[Exercise description] Revise the entries below so that each "Mark the region" reads "Outline the area", keeping every other character the same.

[Data to use]
§ §
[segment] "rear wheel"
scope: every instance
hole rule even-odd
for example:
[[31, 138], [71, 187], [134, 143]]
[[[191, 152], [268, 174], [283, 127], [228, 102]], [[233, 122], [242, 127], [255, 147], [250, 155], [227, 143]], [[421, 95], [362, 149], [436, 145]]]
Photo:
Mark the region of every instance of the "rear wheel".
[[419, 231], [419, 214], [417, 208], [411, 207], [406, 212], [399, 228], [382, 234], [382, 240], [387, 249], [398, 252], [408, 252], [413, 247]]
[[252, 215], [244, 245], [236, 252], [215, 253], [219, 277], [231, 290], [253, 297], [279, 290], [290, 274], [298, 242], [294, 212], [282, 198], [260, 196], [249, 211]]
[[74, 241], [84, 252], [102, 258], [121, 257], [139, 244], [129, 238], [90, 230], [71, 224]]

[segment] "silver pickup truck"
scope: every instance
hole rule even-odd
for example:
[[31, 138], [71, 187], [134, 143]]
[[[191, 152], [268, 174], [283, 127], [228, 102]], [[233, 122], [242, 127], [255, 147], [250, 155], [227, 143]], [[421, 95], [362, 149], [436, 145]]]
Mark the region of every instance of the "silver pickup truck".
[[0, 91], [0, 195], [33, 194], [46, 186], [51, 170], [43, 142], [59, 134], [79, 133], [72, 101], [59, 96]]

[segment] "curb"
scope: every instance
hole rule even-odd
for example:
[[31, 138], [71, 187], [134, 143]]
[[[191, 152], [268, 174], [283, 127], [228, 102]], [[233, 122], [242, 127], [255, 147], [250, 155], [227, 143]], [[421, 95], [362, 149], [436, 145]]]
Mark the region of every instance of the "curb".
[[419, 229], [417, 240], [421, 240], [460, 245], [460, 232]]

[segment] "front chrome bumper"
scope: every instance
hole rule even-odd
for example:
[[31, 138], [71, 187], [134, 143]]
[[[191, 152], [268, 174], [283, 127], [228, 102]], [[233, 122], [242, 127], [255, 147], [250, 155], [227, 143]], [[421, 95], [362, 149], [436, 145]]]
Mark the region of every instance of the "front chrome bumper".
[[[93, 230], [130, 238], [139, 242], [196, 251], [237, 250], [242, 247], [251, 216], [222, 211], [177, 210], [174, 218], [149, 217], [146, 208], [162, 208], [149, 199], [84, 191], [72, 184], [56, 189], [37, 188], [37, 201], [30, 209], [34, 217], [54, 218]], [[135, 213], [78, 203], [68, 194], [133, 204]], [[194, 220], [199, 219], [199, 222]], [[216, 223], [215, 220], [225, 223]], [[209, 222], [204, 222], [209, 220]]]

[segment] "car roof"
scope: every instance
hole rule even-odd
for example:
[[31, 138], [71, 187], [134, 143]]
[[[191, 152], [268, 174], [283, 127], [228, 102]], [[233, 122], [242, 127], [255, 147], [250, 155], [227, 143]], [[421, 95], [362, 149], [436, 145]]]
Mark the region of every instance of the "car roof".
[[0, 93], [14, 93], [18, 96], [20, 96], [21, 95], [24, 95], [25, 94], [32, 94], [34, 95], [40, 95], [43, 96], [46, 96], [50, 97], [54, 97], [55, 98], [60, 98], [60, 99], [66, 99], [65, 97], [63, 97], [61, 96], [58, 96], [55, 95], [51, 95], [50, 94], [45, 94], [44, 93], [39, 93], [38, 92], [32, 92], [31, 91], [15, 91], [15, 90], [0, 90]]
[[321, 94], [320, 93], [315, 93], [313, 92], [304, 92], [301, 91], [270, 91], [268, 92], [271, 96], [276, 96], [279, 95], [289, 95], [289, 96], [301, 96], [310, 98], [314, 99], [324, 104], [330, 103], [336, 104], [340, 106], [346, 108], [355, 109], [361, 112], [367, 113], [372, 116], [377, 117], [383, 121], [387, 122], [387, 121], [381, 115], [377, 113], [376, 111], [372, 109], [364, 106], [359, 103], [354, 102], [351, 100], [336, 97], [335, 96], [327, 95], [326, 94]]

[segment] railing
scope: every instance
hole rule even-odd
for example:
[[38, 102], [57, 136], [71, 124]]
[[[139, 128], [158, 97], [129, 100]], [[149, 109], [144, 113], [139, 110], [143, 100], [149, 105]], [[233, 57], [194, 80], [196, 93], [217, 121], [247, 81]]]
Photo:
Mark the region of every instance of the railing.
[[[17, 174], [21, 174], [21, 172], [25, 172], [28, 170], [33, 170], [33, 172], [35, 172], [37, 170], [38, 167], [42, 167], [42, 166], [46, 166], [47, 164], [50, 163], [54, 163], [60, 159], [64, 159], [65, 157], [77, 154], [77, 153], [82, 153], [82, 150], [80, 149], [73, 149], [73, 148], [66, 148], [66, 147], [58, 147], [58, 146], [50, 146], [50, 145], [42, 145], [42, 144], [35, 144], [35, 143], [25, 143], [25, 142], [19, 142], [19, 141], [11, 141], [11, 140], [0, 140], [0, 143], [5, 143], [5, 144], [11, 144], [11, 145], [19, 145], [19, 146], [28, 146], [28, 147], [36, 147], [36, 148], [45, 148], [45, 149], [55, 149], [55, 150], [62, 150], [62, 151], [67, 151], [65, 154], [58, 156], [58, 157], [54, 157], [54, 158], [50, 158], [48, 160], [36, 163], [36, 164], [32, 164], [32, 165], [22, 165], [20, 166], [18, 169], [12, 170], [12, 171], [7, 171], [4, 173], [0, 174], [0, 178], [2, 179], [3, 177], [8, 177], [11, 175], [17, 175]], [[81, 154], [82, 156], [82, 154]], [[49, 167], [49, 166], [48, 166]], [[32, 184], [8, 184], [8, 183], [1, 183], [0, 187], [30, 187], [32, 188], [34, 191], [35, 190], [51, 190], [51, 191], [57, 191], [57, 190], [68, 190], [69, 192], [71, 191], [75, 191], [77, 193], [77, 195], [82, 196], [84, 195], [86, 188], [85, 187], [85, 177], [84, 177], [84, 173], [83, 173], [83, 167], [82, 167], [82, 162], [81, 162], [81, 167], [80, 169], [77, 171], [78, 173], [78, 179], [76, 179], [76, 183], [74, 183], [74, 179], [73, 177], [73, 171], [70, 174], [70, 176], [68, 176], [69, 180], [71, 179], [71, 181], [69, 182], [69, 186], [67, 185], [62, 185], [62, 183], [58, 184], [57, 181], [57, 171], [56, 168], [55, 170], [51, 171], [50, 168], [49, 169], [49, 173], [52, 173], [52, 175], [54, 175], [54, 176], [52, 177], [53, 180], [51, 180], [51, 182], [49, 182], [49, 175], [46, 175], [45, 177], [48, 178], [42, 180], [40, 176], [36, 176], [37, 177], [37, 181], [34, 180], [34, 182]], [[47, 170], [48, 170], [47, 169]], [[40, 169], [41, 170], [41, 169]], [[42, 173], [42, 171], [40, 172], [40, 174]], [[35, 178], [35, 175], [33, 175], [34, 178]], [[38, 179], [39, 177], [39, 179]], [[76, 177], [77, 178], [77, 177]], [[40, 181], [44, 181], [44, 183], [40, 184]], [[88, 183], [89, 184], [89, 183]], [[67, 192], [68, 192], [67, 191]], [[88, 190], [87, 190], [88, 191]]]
§ §
[Exercise response]
[segment] "rear wheel"
scope: every instance
hole rule even-odd
for example:
[[31, 138], [71, 187], [134, 143]]
[[[191, 152], [268, 174], [283, 127], [228, 102]], [[233, 122], [242, 127], [255, 147], [250, 155], [227, 143]], [[421, 95], [362, 149], [436, 145]]]
Photo:
Outline the area of every instance of the "rear wheel".
[[419, 231], [419, 214], [417, 208], [411, 207], [406, 212], [399, 228], [382, 234], [382, 240], [387, 249], [398, 252], [408, 252], [413, 247]]
[[252, 215], [244, 245], [236, 252], [215, 253], [219, 277], [231, 290], [253, 297], [279, 290], [290, 274], [298, 242], [294, 212], [282, 198], [260, 196], [249, 211]]
[[74, 241], [84, 252], [102, 258], [121, 257], [139, 244], [129, 238], [90, 230], [71, 224]]

[segment] "silver pickup truck"
scope: every instance
hole rule even-odd
for example:
[[31, 138], [71, 187], [134, 143]]
[[[191, 152], [268, 174], [283, 127], [228, 102]], [[233, 122], [242, 127], [255, 147], [250, 155], [227, 143]], [[421, 95], [362, 149], [436, 145]]]
Outline the area of every instance of the "silver pickup truck".
[[0, 91], [0, 195], [33, 194], [46, 186], [51, 170], [43, 142], [59, 134], [79, 133], [72, 101], [59, 96]]

[segment] "curb"
scope: every instance
hole rule even-odd
for example:
[[31, 138], [71, 187], [134, 143]]
[[[191, 152], [268, 174], [283, 127], [228, 102]], [[233, 122], [242, 127], [255, 147], [250, 155], [227, 143]], [[421, 95], [362, 149], [436, 145]]]
Outline the area of every instance of the "curb".
[[419, 229], [417, 240], [421, 240], [460, 245], [460, 232]]

[segment] "front chrome bumper"
scope: every instance
hole rule even-odd
for example:
[[31, 138], [71, 187], [134, 143]]
[[[191, 152], [268, 174], [283, 127], [228, 102]], [[233, 122], [242, 127], [255, 147], [250, 155], [227, 143]], [[421, 95], [362, 149], [436, 145]]]
Outline the area of every instance of the "front chrome bumper".
[[[93, 230], [130, 238], [139, 242], [196, 251], [237, 250], [242, 247], [251, 216], [222, 211], [177, 210], [174, 218], [149, 217], [146, 208], [162, 208], [149, 199], [84, 191], [72, 184], [56, 189], [37, 188], [37, 201], [30, 209], [34, 217], [54, 218]], [[135, 213], [78, 203], [68, 194], [133, 204]], [[194, 220], [199, 219], [199, 222]], [[216, 223], [215, 220], [225, 223]], [[209, 222], [204, 222], [209, 220]]]

[segment] "car roof"
scope: every instance
hole rule even-odd
for example:
[[31, 138], [71, 187], [134, 143]]
[[[191, 152], [268, 174], [283, 127], [228, 102]], [[233, 122], [242, 127], [255, 147], [250, 155], [227, 143]], [[421, 95], [362, 149], [436, 145]]]
Outline the area of every instance of the "car roof".
[[0, 93], [14, 93], [18, 96], [20, 96], [21, 95], [24, 95], [25, 94], [32, 94], [34, 95], [40, 95], [43, 96], [46, 96], [50, 97], [54, 97], [55, 98], [60, 98], [60, 99], [66, 99], [65, 97], [63, 97], [61, 96], [58, 96], [55, 95], [51, 95], [50, 94], [45, 94], [44, 93], [39, 93], [38, 92], [32, 92], [31, 91], [15, 91], [15, 90], [0, 90]]
[[321, 94], [320, 93], [315, 93], [313, 92], [304, 92], [301, 91], [270, 91], [268, 92], [271, 96], [276, 96], [279, 95], [289, 95], [289, 96], [301, 96], [310, 98], [314, 99], [324, 104], [330, 103], [336, 104], [340, 106], [346, 108], [355, 109], [361, 112], [367, 113], [372, 116], [377, 117], [383, 121], [387, 122], [387, 121], [381, 115], [377, 113], [376, 111], [372, 109], [364, 106], [359, 103], [354, 102], [351, 100], [336, 97], [335, 96], [327, 95], [326, 94]]

[segment] railing
scope: every instance
hole rule even-odd
for example:
[[38, 102], [57, 136], [71, 124]]
[[[139, 128], [158, 97], [129, 100]], [[149, 109], [144, 113], [139, 110], [143, 100], [149, 105]], [[233, 57], [194, 80], [196, 93], [217, 121], [247, 81]]]
Photo:
Outline the area of every instance of the railing.
[[[17, 174], [21, 174], [21, 172], [25, 172], [28, 170], [33, 170], [33, 172], [35, 172], [37, 170], [38, 167], [42, 167], [42, 166], [46, 166], [47, 164], [50, 163], [54, 163], [60, 159], [64, 159], [65, 157], [77, 154], [77, 153], [82, 153], [82, 150], [80, 149], [73, 149], [73, 148], [66, 148], [66, 147], [58, 147], [58, 146], [50, 146], [50, 145], [42, 145], [42, 144], [35, 144], [35, 143], [25, 143], [25, 142], [19, 142], [19, 141], [11, 141], [11, 140], [0, 140], [0, 143], [5, 143], [5, 144], [11, 144], [11, 145], [19, 145], [19, 146], [28, 146], [28, 147], [36, 147], [36, 148], [45, 148], [45, 149], [55, 149], [55, 150], [62, 150], [62, 151], [67, 151], [65, 154], [58, 156], [58, 157], [54, 157], [54, 158], [50, 158], [48, 160], [36, 163], [36, 164], [32, 164], [32, 165], [22, 165], [20, 166], [18, 169], [12, 170], [12, 171], [7, 171], [4, 173], [0, 174], [0, 178], [2, 179], [3, 177], [8, 177], [11, 175], [17, 175]], [[81, 154], [82, 156], [82, 154]], [[49, 167], [49, 166], [48, 166]], [[32, 184], [8, 184], [8, 183], [1, 183], [0, 187], [30, 187], [32, 188], [34, 191], [35, 190], [51, 190], [51, 191], [57, 191], [57, 190], [68, 190], [69, 192], [71, 191], [75, 191], [77, 193], [77, 195], [82, 196], [84, 195], [86, 188], [85, 187], [85, 177], [84, 177], [84, 173], [83, 173], [83, 167], [82, 167], [82, 162], [81, 162], [81, 167], [80, 169], [77, 171], [78, 173], [78, 179], [76, 179], [76, 183], [74, 183], [74, 179], [73, 177], [73, 171], [70, 174], [70, 176], [68, 176], [69, 180], [71, 179], [71, 181], [69, 182], [69, 186], [67, 185], [62, 185], [62, 183], [58, 184], [57, 181], [57, 171], [56, 168], [55, 170], [51, 171], [50, 168], [49, 169], [49, 173], [52, 173], [52, 175], [54, 175], [54, 176], [52, 177], [53, 180], [51, 180], [51, 182], [49, 182], [49, 175], [46, 175], [45, 177], [48, 178], [42, 180], [40, 176], [36, 176], [37, 177], [37, 181], [34, 180], [34, 182]], [[47, 170], [48, 170], [47, 169]], [[40, 169], [41, 170], [41, 169]], [[42, 173], [42, 171], [40, 172], [40, 174]], [[35, 178], [35, 175], [33, 175], [34, 178]], [[38, 179], [39, 177], [39, 179]], [[76, 177], [77, 178], [77, 177]], [[40, 181], [44, 181], [44, 183], [40, 184]], [[88, 183], [89, 184], [89, 183]], [[67, 192], [68, 192], [67, 191]], [[88, 190], [87, 190], [88, 191]]]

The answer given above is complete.